Dataset items:
□ □ □ □
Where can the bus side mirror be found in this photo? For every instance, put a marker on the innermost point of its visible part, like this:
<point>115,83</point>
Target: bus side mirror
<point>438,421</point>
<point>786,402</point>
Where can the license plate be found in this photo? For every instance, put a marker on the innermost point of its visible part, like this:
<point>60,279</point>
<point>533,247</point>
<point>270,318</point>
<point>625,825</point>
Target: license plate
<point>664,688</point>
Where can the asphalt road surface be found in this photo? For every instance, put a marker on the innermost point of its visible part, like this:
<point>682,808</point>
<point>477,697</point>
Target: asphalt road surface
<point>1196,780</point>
□ □ □ □
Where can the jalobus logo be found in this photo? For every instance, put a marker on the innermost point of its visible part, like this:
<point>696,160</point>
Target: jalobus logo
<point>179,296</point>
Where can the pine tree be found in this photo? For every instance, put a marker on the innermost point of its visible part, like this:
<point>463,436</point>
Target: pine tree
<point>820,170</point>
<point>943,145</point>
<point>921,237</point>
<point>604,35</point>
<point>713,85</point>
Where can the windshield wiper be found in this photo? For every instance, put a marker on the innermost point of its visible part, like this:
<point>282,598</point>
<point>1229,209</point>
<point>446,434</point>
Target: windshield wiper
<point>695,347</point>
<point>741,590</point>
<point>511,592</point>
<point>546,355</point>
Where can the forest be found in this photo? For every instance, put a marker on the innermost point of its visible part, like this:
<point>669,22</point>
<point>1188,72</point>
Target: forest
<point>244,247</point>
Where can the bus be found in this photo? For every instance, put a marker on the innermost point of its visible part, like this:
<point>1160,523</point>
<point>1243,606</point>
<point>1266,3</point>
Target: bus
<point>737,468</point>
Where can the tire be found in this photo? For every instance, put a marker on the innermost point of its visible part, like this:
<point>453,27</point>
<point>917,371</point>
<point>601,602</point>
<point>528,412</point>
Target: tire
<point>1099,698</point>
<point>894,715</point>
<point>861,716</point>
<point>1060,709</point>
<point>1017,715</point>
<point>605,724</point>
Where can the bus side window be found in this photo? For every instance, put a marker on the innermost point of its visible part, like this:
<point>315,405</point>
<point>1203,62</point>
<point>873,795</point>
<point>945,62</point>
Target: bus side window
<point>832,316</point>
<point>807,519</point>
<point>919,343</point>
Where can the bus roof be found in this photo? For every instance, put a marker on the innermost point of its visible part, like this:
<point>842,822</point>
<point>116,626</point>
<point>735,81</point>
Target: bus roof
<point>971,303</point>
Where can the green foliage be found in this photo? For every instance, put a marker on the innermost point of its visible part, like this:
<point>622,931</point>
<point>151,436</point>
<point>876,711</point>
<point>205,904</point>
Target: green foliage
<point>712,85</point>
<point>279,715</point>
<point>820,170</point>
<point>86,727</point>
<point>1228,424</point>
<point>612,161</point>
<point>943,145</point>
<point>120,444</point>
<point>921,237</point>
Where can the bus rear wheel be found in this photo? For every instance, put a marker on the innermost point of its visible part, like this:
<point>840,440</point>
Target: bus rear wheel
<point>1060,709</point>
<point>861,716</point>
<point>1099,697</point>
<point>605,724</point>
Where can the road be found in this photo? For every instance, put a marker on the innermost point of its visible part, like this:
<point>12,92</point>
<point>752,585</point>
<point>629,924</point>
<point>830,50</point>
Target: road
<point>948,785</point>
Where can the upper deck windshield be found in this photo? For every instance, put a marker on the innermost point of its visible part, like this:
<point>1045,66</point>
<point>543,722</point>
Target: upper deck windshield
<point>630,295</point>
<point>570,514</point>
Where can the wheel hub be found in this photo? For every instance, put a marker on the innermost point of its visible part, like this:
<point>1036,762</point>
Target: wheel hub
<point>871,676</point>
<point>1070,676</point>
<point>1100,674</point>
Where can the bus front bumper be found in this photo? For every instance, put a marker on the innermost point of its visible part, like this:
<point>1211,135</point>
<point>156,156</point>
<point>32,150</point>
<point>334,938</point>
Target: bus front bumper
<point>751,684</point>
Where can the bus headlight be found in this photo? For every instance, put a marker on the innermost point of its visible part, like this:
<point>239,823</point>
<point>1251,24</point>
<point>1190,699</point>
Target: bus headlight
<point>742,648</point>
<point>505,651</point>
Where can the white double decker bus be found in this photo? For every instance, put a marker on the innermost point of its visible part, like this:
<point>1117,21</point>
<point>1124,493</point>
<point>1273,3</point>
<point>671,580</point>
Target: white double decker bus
□ □ □ □
■ **GIVEN REQUEST**
Reproduce the lines between the one holding "Where can the jalobus" and the one holding "<point>179,296</point>", inclusive, multiplying every answer coordinate by 0.75 and rounding to whole numbers, with halves rounded up. Keep the requests and their sample points unchanged.

■ **SOLUTION**
Where can the jalobus logo be found in this photo? For every instance, put a marker on the innermost point of its visible part, like this:
<point>696,160</point>
Target: jalobus logo
<point>134,222</point>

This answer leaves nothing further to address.